Could you return the data below exactly as it appears?
··· Data listing
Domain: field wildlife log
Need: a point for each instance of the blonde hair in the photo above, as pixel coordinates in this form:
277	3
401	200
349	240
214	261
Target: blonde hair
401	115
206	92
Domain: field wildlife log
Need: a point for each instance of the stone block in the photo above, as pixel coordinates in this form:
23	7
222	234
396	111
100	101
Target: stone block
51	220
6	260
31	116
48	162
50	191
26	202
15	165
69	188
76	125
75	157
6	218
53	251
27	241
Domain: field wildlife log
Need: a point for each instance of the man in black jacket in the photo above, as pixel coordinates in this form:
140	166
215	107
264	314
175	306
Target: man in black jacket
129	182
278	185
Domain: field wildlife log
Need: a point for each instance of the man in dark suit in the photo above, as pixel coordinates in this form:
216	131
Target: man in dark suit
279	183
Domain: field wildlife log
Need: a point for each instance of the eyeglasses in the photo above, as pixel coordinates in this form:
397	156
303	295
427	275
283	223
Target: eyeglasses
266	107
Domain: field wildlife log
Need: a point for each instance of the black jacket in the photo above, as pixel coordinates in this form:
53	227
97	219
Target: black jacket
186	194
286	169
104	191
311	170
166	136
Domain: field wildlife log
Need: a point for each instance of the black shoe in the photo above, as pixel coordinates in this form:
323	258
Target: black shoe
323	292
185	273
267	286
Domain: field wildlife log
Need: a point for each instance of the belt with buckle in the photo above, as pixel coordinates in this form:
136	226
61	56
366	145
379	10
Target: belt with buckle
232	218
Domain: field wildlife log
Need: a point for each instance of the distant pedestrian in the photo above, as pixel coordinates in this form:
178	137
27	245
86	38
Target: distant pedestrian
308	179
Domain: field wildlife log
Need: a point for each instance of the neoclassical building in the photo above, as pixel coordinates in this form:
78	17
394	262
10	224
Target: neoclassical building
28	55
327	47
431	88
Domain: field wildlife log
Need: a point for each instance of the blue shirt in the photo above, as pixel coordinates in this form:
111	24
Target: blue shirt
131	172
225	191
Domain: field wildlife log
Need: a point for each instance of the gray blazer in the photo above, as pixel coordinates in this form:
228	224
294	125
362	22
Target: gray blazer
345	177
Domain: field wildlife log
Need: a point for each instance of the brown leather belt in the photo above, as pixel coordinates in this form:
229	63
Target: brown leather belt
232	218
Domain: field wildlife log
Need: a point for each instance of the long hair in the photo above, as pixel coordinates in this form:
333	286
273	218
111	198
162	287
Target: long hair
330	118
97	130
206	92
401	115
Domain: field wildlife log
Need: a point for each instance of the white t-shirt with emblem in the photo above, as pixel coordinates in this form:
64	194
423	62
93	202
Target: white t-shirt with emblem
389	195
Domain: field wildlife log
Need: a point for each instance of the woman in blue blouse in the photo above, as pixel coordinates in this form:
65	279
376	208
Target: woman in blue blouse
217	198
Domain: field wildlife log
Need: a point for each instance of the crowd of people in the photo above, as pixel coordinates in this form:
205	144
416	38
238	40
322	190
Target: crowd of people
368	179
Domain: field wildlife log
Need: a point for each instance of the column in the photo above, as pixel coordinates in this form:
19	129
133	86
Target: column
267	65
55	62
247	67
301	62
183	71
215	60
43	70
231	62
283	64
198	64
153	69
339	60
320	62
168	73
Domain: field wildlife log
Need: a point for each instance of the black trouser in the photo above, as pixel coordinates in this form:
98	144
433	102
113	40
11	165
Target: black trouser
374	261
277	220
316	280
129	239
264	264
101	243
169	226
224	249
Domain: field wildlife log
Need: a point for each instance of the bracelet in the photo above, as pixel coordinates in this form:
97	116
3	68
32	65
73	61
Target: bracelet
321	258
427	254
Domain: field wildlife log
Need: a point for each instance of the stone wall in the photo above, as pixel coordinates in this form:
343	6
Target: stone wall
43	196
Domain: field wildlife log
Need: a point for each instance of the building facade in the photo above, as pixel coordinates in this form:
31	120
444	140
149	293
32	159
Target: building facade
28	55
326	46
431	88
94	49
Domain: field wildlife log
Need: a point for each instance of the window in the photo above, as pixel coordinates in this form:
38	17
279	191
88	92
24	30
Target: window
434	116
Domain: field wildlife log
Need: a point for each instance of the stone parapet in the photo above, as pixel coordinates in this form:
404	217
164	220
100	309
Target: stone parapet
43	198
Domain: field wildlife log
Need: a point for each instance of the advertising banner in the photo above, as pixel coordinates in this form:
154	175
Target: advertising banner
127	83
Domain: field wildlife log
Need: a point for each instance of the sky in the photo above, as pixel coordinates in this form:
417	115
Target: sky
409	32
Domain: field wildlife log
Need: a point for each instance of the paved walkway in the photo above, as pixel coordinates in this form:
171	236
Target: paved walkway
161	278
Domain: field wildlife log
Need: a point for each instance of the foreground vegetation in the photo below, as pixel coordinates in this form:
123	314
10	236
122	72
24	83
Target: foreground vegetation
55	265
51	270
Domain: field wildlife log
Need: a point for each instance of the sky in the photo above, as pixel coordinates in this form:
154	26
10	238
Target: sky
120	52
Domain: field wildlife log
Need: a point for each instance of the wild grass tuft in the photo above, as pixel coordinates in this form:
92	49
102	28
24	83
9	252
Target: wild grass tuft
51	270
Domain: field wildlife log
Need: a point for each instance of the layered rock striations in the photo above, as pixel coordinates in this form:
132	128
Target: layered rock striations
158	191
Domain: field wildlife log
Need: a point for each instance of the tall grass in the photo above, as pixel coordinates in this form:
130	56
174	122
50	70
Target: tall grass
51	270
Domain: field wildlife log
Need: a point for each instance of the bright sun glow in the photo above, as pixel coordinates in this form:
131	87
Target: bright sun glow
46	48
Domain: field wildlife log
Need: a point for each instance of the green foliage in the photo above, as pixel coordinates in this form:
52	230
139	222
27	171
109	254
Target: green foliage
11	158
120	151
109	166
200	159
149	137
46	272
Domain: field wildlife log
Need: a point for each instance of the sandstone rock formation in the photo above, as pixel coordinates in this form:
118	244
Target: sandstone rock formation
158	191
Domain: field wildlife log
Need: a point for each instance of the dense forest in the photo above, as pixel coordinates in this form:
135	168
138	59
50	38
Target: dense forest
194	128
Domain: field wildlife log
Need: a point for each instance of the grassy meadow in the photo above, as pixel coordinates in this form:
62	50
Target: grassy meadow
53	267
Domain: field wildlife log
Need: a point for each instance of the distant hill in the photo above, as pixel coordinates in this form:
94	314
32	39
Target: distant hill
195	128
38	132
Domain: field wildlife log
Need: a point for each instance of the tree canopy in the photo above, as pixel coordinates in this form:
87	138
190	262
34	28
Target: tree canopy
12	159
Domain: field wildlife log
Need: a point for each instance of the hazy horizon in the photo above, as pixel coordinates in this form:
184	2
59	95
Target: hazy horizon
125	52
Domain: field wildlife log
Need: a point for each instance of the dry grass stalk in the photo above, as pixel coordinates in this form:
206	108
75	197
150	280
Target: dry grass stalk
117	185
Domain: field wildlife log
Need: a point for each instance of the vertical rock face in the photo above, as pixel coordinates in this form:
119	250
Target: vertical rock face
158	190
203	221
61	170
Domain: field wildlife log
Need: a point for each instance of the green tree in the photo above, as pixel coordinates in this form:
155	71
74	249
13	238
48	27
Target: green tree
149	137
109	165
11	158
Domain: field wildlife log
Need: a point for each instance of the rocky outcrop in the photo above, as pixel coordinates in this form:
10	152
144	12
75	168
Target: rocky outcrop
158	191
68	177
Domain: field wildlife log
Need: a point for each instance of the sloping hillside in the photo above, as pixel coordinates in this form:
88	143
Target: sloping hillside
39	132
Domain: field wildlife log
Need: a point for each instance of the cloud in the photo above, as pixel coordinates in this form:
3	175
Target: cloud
······
Task solution:
Domain: field wildlife log
Need: a point for each instance of the blonde hair in the photo above, as pixel coordinates in this form:
277	3
401	200
349	240
214	261
Target: blonde hair
401	115
206	92
Domain: field wildlife log
Need: a point for each instance of the stone block in the photo above, as pixel coordinates in this form:
23	7
222	234
396	111
100	101
Target: stone block
51	220
6	260
31	116
48	162
50	191
26	202
15	165
69	188
76	125
75	157
6	218
53	251
27	241
Domain: field wildlife log
Need: a point for each instance of the man in black jacket in the photo above, as pixel coordinates in this form:
140	166
215	107
264	314
175	306
Target: man in black jacket
129	182
278	185
Domain: field wildlife log
Need: a point for each instance of the man in dark suit in the photo above, as pixel coordinates in this form:
216	131
Target: man in dark suit
279	183
Domain: field wildlife log
Need: a point for each instance of the eyeglasses in the photo above, as pixel coordinates in this form:
397	156
303	295
427	275
283	223
Target: eyeglasses
266	107
Domain: field wildlife log
Need: a point for each instance of the black jacket in the photo above, as pixel coordinates in this form:
53	227
97	219
Target: black jacket
186	194
286	169
104	191
311	170
166	136
Domain: field wildlife log
Need: a point for each instance of the black shoe in the photo above, as pixel coordinates in this form:
323	258
Target: black shoe
323	292
185	273
267	286
Domain: field wildlife log
Need: a point for each instance of the belt with buckle in the photo above, as pixel coordinates in this form:
136	226
61	56
366	145
379	10
Target: belt with buckle
232	218
Domain: field wildlife log
Need: a point for each instance of the distant pedestrian in the photo above, as pixel coordinates in this form:
178	137
27	245
86	38
Target: distant pedestrian
308	179
Domain: field wildlife log
Need: a point for each instance of the neoclassical building in the photo above, as pixel coordinates in this form:
78	17
394	262
10	224
Target: neoclassical building
28	55
327	47
431	88
Domain: field wildlife log
Need: a point for each instance of the blue shirt in the photo above, as pixel coordinates in this form:
111	24
Target: blue shirt
131	172
225	191
Domain: field wildlife log
Need: a point for each instance of the gray blazer in the photo above, as pixel coordinates in this form:
228	224
294	125
362	22
Target: gray blazer
345	177
Domain: field wildlife log
Need: a point for each instance of the brown leather belt in the photo above, as pixel coordinates in this form:
229	63
Target: brown leather belt
232	218
Domain: field wildlife log
Need: a point for each instance of the long hair in the photo above, as pixel coordinates in this form:
333	286
273	218
111	198
162	287
Target: long hair
330	118
97	130
206	92
401	115
Domain: field wildlife log
Need: a point for each instance of the white t-shirt with emblem in the photo above, as pixel coordinates in this form:
64	194
423	62
93	202
Target: white t-shirt with emblem
389	195
Domain: field wildlife log
Need: a point for each instance of the woman in blue blouse in the photo above, as pixel coordinates in this form:
65	279
376	208
Target: woman in blue blouse
217	198
Domain: field wildlife log
Need: a point for each instance of the crowd of people in the photo above, as pixel coordinates in this form:
205	144
416	38
238	40
322	190
Target: crowd of people
368	179
Domain: field wildlife log
Need: a point for each instance of the column in the photo above, as pixel coordinates in this form:
19	129
133	86
Target: column
267	65
55	62
247	67
301	62
183	71
215	60
43	70
231	62
283	64
198	64
153	69
339	60
320	62
168	73
Domain: field wildlife log
Need: a point for each instance of the black trouser in the photo above, as pixel coordinates in this form:
98	144
433	102
113	40
11	165
Target: black trouser
374	261
277	220
316	280
129	239
264	264
101	243
169	226
224	249
Domain: field wildlife log
Need: a point for each instance of the bracelet in the photo above, as pixel coordinates in this form:
97	116
3	68
32	65
73	61
Target: bracelet
321	258
427	254
Domain: field wildlife log
Need: a point for each instance of the stone wall in the photo above, as pixel coordinates in this form:
343	6
Target: stone wall
43	196
Domain: field wildlife log
Need: a point for each instance of the building facade in the photo above, as pixel coordinates in this form:
31	120
444	140
149	293
32	159
Target: building facade
28	55
326	46
431	88
94	49
Domain: field wildlife log
Need: a point for each instance of the window in the photo above, as pixel coordinates in this form:
38	17
279	191
88	92
24	30
Target: window
434	116
Domain: field wildlife log
Need: a point for each instance of the stone parapet in the photo above, as pixel coordinates in this form:
404	217
164	220
100	309
Target: stone parapet
43	198
Domain: field wildlife log
Need: a point for each instance of the advertising banner in the photo above, as pixel coordinates in this form:
154	175
Target: advertising banner
127	83
Domain: field wildlife log
Need: a point for each instance of the sky in the photo above, as pixel coordinates in this form:
417	115
Target: sky
409	32
Domain: field wildlife log
Need: a point for each instance of the paved walkway in the photo above, as pixel coordinates in this form:
171	236
Target: paved walkway
161	278
Domain: field wildlife log
Need: a point for each instance of the foreground vegetation in the photo below, as pixel coordinates in this form:
123	314
10	236
122	72
24	83
Target: foreground vegetation
55	265
51	270
Domain: field wildlife log
Need: a point for each instance of the sky in the photo above, as pixel coordinates in this form:
154	26
10	238
Target: sky
120	52
Domain: field wildlife log
Need: a point for each instance of the wild grass tuft in the photo above, as pixel coordinates in this form:
92	49
102	28
24	83
9	252
Target: wild grass tuft
51	270
Domain: field wildlife log
Need: a point for each instance of the layered rock striations in the photo above, as pixel coordinates in this form:
132	128
Target: layered rock striations
158	191
Domain: field wildlife log
Need: a point for each instance of the tall grass in the photo above, as pixel coordinates in this form:
130	56
174	122
50	70
Target: tall grass
51	270
Domain: field wildlife log
Need: a point for each instance of the bright sun glow in the photo above, as pixel coordinates in this form:
131	87
Target: bright sun glow
46	48
Domain: field wildlife log
Need: a point for each instance of the green foliage in the photo above, as pixel coordinates in this form:
52	230
139	222
27	171
109	254
Target: green foliage
11	158
120	151
109	166
200	159
149	137
46	272
Domain: field wildlife log
Need: a point for each instance of the sandstone rock formation in the photo above, as pixel coordinates in this form:
118	244
Target: sandstone rock formation
158	191
Domain: field wildlife log
Need: a point for each instance of the dense forest in the photo above, as pixel coordinates in this form:
135	168
138	59
50	38
Target: dense forest
194	128
Domain: field wildlife log
Need: a point for each instance of the grassy meadow in the photo above, as pixel coordinates in this form:
62	50
Target: grassy meadow
53	267
Domain: field wildlife log
Need: a point for each instance of the distant hill in the photo above, as pixel coordinates in this form:
94	314
32	39
Target: distant hill
195	128
38	132
Domain: field wildlife log
Need: a point for each instance of the tree canopy in the photo above, as pixel coordinates in this form:
87	138
190	262
34	28
Target: tree canopy
12	159
Domain: field wildlife log
Need: a point for each instance of the hazy horizon in the photo above, as pixel coordinates in this form:
184	2
59	95
Target: hazy horizon
125	52
Domain: field wildlife log
Need: a point for each instance of the dry grass stalk in the photo above, as pixel coordinates in this form:
206	108
75	197
150	280
Target: dry grass stalk
117	185
Domain: field wildlife log
Need: a point for each instance of the vertical rock face in the photo above, as pixel coordinates in this form:
119	250
Target: vertical rock face
158	190
203	221
61	170
Domain: field wildlife log
Need: a point for each instance of the green tree in the photo above, as pixel coordinates in this form:
155	71
74	249
13	238
48	27
Target: green tree
149	137
109	165
11	158
Domain: field wildlife log
Need: a point for each instance of the rocky outcrop in the photo above, as pixel coordinates in this form:
10	152
144	12
75	168
Target: rocky outcrop
158	191
68	177
Domain: field wildlife log
Need: a point for each instance of the sloping hillside in the photo above, as pixel coordinates in this form:
88	143
Target: sloping hillside
39	132
Domain: field wildlife log
Need: a point for each instance of the cloud in the photo above, as pixel coordinates in this form:
3	175
Target: cloud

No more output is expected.